• [Some entries]

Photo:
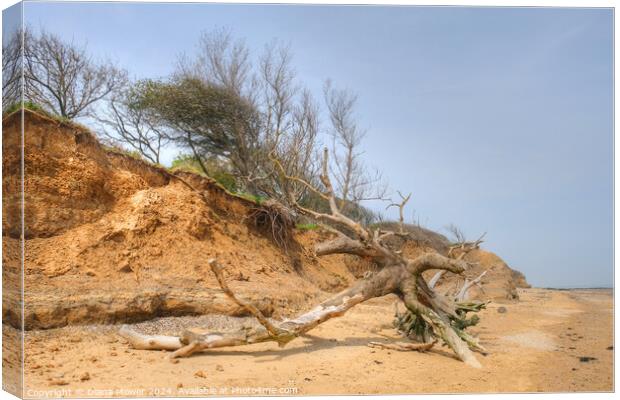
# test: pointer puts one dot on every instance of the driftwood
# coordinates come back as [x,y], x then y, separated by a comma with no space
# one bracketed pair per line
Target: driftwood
[439,317]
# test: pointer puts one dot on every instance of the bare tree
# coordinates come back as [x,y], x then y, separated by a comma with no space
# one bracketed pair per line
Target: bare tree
[63,78]
[124,122]
[438,317]
[12,69]
[354,182]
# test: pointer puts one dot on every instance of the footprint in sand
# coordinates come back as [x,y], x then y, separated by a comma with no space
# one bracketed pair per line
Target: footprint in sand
[532,339]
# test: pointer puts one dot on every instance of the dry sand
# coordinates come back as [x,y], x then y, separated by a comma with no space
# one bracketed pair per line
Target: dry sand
[535,346]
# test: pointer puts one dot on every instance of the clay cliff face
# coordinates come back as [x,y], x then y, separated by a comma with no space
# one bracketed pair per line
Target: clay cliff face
[113,239]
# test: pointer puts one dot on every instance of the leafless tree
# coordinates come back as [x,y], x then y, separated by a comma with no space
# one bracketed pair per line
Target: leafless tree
[438,316]
[123,122]
[354,182]
[61,76]
[12,69]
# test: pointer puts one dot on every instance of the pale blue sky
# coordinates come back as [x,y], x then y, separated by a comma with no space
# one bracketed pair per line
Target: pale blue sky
[497,119]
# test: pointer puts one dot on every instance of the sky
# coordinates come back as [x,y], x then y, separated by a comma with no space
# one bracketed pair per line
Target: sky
[498,120]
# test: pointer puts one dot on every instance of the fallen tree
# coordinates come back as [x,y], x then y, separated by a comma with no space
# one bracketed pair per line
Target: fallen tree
[429,316]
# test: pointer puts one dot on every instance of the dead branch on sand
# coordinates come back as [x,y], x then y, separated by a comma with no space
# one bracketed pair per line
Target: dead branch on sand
[429,316]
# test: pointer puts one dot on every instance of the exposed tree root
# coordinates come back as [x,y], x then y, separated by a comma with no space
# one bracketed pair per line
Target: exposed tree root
[429,316]
[402,346]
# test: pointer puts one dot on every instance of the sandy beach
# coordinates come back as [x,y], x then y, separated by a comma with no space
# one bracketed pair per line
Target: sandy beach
[549,341]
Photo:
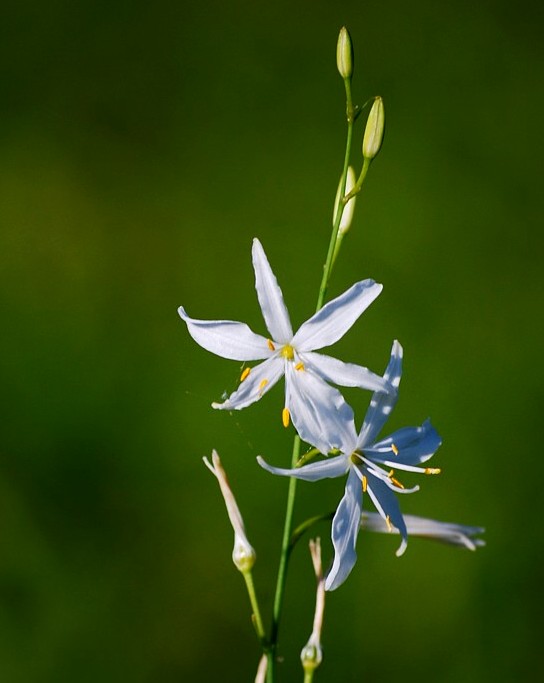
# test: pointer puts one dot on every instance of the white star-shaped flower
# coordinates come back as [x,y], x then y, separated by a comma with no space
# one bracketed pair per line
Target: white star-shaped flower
[317,410]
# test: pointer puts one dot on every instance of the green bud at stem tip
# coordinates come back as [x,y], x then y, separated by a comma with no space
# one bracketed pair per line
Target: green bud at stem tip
[344,54]
[375,125]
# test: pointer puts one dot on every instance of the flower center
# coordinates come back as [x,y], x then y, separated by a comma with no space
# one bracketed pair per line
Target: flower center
[288,352]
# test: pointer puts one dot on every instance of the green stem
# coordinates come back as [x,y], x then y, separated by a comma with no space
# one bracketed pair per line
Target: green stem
[256,616]
[288,524]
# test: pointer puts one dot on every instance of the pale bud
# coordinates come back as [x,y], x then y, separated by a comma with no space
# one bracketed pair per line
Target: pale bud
[375,125]
[344,54]
[312,654]
[243,554]
[347,216]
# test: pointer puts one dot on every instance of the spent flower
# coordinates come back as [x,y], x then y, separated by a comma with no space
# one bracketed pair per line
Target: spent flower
[243,554]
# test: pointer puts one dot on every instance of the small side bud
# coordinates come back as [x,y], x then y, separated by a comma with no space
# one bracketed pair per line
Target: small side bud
[312,654]
[344,54]
[374,130]
[347,216]
[243,554]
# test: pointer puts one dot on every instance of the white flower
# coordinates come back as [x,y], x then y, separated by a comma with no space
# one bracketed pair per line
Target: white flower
[317,410]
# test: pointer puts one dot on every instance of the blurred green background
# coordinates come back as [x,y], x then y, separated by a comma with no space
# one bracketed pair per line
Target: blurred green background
[142,147]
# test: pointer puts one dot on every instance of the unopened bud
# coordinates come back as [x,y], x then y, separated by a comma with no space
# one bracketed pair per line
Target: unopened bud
[243,554]
[344,54]
[375,124]
[349,208]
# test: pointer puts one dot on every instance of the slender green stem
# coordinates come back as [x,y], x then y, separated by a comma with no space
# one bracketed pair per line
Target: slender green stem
[287,546]
[256,616]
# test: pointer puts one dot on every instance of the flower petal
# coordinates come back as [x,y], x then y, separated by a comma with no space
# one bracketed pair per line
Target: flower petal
[270,297]
[446,532]
[345,527]
[344,374]
[260,379]
[227,338]
[381,403]
[388,506]
[331,322]
[318,411]
[314,471]
[407,446]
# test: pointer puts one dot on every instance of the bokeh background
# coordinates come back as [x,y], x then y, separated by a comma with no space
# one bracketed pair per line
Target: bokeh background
[142,147]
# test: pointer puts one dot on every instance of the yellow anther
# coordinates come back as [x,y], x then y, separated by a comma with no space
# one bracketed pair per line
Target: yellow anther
[395,481]
[288,352]
[285,417]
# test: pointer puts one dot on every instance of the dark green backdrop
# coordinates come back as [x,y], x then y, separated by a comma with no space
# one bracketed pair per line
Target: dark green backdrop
[142,146]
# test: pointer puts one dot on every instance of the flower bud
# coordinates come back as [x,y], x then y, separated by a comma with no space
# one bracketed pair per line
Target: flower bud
[243,554]
[375,124]
[347,216]
[344,54]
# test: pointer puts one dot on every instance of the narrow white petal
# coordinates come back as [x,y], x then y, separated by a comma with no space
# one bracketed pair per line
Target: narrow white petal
[314,471]
[318,411]
[345,528]
[344,374]
[270,297]
[330,323]
[227,338]
[381,404]
[260,379]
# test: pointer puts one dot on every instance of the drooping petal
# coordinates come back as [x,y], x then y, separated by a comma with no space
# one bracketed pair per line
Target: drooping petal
[344,374]
[345,527]
[388,506]
[227,338]
[406,446]
[318,411]
[331,322]
[260,379]
[381,404]
[270,297]
[446,532]
[314,471]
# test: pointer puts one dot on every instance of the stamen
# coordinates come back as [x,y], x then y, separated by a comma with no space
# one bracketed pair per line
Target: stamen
[285,417]
[288,352]
[395,481]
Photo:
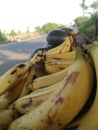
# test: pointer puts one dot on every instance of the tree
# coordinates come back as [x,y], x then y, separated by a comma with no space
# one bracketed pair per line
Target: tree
[38,29]
[94,6]
[84,7]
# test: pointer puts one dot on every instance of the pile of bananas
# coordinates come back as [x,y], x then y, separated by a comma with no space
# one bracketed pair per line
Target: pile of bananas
[55,90]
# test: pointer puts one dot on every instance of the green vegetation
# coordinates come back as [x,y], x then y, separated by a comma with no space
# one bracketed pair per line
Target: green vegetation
[85,24]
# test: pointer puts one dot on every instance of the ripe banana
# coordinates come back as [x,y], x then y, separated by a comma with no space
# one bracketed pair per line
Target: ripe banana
[56,65]
[6,117]
[60,56]
[13,76]
[33,100]
[25,90]
[45,81]
[11,95]
[89,121]
[66,46]
[65,102]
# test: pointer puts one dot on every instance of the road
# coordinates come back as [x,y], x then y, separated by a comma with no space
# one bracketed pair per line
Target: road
[18,52]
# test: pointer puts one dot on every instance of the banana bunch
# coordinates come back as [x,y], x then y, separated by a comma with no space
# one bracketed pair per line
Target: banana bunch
[55,90]
[88,121]
[55,105]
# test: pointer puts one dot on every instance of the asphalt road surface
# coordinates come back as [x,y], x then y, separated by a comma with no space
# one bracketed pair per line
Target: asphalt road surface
[18,52]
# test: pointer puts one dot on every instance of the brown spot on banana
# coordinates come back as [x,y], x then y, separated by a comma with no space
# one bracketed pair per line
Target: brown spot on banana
[21,65]
[59,100]
[31,103]
[13,72]
[71,78]
[72,128]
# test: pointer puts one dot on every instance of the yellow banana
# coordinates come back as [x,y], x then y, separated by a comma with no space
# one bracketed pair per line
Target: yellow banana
[6,117]
[33,100]
[13,76]
[60,56]
[11,95]
[65,102]
[45,81]
[56,65]
[66,46]
[28,80]
[89,121]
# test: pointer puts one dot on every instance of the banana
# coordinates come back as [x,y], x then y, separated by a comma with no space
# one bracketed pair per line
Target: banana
[33,100]
[65,102]
[89,121]
[60,56]
[8,97]
[13,76]
[56,66]
[44,68]
[45,81]
[66,46]
[6,117]
[29,80]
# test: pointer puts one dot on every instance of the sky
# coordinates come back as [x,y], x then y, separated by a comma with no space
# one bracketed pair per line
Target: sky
[20,14]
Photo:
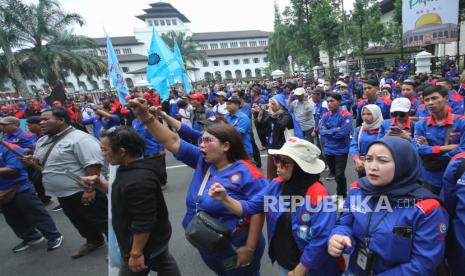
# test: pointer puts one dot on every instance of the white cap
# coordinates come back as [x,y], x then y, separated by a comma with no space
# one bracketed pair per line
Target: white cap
[304,153]
[299,91]
[400,105]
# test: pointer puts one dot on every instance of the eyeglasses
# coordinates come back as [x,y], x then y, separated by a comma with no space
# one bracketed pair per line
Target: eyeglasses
[205,140]
[278,160]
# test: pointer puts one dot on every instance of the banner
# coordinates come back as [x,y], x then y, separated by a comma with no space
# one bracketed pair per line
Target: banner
[428,22]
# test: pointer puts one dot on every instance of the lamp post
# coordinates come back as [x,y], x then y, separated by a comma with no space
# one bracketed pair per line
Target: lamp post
[289,58]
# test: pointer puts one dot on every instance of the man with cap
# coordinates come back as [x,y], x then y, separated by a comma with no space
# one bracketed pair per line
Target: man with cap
[370,89]
[303,111]
[456,101]
[240,122]
[220,107]
[438,137]
[12,133]
[400,124]
[199,112]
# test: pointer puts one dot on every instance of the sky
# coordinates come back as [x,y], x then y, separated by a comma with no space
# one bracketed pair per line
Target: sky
[117,17]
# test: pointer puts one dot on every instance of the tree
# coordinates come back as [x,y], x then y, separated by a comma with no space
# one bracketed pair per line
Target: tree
[46,43]
[365,25]
[10,14]
[189,49]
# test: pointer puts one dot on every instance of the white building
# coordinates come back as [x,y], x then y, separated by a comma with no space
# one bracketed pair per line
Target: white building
[230,55]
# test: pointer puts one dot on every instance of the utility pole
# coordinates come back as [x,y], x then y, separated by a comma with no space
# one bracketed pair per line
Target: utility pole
[344,26]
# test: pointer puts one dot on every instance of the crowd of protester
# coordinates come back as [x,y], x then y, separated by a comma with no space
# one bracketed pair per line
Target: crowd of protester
[405,135]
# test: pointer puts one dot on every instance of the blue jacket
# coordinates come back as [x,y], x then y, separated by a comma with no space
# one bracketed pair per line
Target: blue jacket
[9,160]
[311,226]
[96,125]
[152,146]
[436,136]
[396,254]
[241,180]
[360,147]
[21,138]
[335,128]
[453,196]
[241,123]
[383,103]
[386,125]
[320,110]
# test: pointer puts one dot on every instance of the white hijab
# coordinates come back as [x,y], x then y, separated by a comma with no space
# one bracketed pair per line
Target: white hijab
[377,117]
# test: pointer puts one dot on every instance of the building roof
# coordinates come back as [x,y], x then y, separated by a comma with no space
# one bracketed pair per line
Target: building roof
[387,6]
[162,10]
[229,35]
[131,58]
[117,41]
[236,51]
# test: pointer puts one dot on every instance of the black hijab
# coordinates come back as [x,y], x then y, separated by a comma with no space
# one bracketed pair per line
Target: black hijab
[406,182]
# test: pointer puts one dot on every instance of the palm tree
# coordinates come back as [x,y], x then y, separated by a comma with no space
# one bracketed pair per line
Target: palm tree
[47,44]
[10,14]
[189,49]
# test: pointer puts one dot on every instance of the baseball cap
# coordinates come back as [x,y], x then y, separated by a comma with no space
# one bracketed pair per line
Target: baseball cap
[9,120]
[235,100]
[197,96]
[299,91]
[304,153]
[213,120]
[221,93]
[400,105]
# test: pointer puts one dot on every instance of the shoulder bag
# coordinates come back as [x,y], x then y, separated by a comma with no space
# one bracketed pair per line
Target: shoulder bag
[205,232]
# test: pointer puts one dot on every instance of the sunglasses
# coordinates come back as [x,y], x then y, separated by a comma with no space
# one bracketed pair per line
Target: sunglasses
[278,160]
[205,140]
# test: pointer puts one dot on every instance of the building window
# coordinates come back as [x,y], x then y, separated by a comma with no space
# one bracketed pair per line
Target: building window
[127,51]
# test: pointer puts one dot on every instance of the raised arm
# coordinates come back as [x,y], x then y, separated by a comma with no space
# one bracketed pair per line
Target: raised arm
[163,135]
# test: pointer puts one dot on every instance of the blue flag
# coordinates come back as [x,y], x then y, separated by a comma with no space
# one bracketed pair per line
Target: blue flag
[161,65]
[183,75]
[115,73]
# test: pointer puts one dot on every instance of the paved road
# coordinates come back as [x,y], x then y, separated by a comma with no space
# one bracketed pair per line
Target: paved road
[37,261]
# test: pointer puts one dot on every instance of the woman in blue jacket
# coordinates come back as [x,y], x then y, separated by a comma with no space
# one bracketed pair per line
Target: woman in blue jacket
[298,234]
[364,135]
[220,150]
[390,224]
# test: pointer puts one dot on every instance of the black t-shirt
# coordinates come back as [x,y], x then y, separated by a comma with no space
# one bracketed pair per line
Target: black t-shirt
[283,245]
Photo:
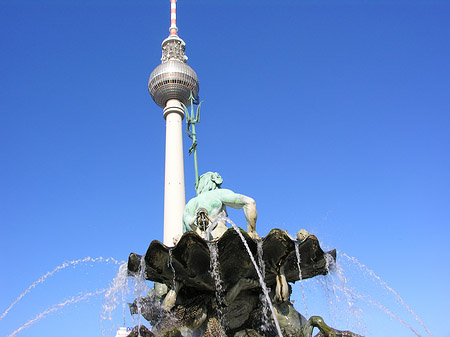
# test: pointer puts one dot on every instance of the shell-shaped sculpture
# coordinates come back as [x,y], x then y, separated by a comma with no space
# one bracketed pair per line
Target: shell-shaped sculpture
[191,260]
[173,79]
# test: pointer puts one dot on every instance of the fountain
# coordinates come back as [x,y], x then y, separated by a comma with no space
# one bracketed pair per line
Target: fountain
[207,280]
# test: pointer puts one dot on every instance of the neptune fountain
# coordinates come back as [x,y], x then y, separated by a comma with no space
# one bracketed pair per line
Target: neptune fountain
[210,279]
[209,283]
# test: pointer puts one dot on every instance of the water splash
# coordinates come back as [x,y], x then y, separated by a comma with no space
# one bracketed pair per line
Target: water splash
[384,284]
[140,287]
[170,262]
[297,253]
[351,293]
[215,273]
[56,307]
[115,293]
[50,273]
[261,280]
[265,326]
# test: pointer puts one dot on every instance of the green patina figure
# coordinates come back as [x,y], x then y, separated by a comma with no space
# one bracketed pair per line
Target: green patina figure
[201,212]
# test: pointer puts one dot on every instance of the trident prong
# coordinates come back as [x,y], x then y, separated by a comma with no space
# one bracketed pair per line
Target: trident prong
[192,118]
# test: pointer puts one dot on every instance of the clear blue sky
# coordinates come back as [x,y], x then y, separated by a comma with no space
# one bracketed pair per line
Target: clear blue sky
[334,115]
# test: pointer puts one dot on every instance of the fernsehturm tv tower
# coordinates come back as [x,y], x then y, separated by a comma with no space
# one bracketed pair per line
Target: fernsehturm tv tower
[171,84]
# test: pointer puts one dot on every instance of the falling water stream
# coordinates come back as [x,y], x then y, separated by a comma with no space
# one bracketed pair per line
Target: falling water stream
[50,273]
[265,304]
[297,253]
[337,285]
[215,273]
[261,279]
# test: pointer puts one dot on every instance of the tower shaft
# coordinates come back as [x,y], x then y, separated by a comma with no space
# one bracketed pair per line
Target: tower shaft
[174,190]
[171,84]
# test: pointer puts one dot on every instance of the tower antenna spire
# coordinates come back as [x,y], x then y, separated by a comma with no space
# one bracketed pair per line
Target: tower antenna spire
[173,18]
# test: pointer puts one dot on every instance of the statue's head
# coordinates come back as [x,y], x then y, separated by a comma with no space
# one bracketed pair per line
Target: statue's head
[209,181]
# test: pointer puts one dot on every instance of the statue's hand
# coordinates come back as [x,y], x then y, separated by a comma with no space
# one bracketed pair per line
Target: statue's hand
[253,235]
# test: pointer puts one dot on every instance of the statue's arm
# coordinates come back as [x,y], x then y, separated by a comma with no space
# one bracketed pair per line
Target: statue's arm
[240,201]
[189,217]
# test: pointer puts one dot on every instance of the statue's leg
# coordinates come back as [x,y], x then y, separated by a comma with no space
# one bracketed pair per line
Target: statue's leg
[171,297]
[317,322]
[281,288]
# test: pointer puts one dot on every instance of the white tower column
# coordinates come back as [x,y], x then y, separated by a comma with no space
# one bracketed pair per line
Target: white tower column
[174,190]
[170,84]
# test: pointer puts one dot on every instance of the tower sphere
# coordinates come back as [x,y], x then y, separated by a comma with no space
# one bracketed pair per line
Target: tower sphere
[173,79]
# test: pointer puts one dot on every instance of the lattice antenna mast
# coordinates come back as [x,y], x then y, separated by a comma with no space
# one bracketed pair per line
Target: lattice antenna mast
[171,85]
[173,18]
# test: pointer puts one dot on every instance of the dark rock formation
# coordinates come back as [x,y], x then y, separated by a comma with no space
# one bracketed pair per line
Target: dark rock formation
[184,272]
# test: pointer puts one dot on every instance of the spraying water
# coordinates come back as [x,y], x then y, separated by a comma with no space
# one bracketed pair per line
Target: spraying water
[116,292]
[50,273]
[261,280]
[56,307]
[383,284]
[215,273]
[170,262]
[265,309]
[297,253]
[140,287]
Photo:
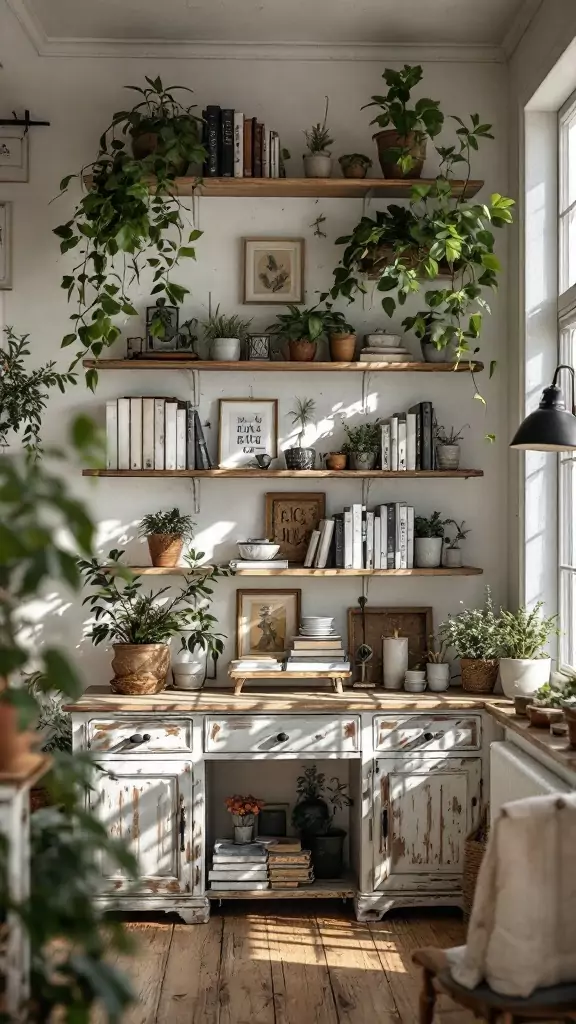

• [Instructions to follow] Rewrite the stretch from the line containing "the statue's leg" through the end of the entries, substituting "coordinate pair" for every "bracketed pair" and leaving everything else unchanged. Leave the pictures out of your answer.

• [Exercise output]
# test: pointer puts one dot on every instance of the statue's leg
# coordinates come back as [x,y], x then y, separated by a comma with no space
# one coordinate pair per line
Target: statue's leg
[171,297]
[317,322]
[281,288]
# test: pointer puts one dot on every instance of the white tower column
# coordinates come back as [x,y], x then y, separated by a comma with no space
# one coordinate pair per line
Target: white tower column
[174,190]
[170,84]
# test: pointer puts one dot on every instance of the tower sphere
# coordinates come back as [x,y], x then y, separated by a comma with no space
# one coordinate pair per line
Target: tower sphere
[173,79]
# test: pointer puts one dot on every instance of the lattice antenna mast
# coordinates come back as [x,y], x then y, separated by a comma with no space
# one coordinate pair per line
Target: lattice antenna mast
[171,85]
[173,18]
# test: pointer puts one dot on every instance of the dark rock formation
# coordinates come back as [x,y], x then y, separated by a comma with no space
# one coordinate pair per line
Target: dark rock formation
[184,272]
# test: pointer puts one dot on every instance of the spraying water
# coordinates come back as [x,y], x then y, separated by a comma with no space
# one coordinate pair per line
Target: spraying water
[116,292]
[50,273]
[261,280]
[56,307]
[383,284]
[215,273]
[170,262]
[265,309]
[297,253]
[140,287]
Photo:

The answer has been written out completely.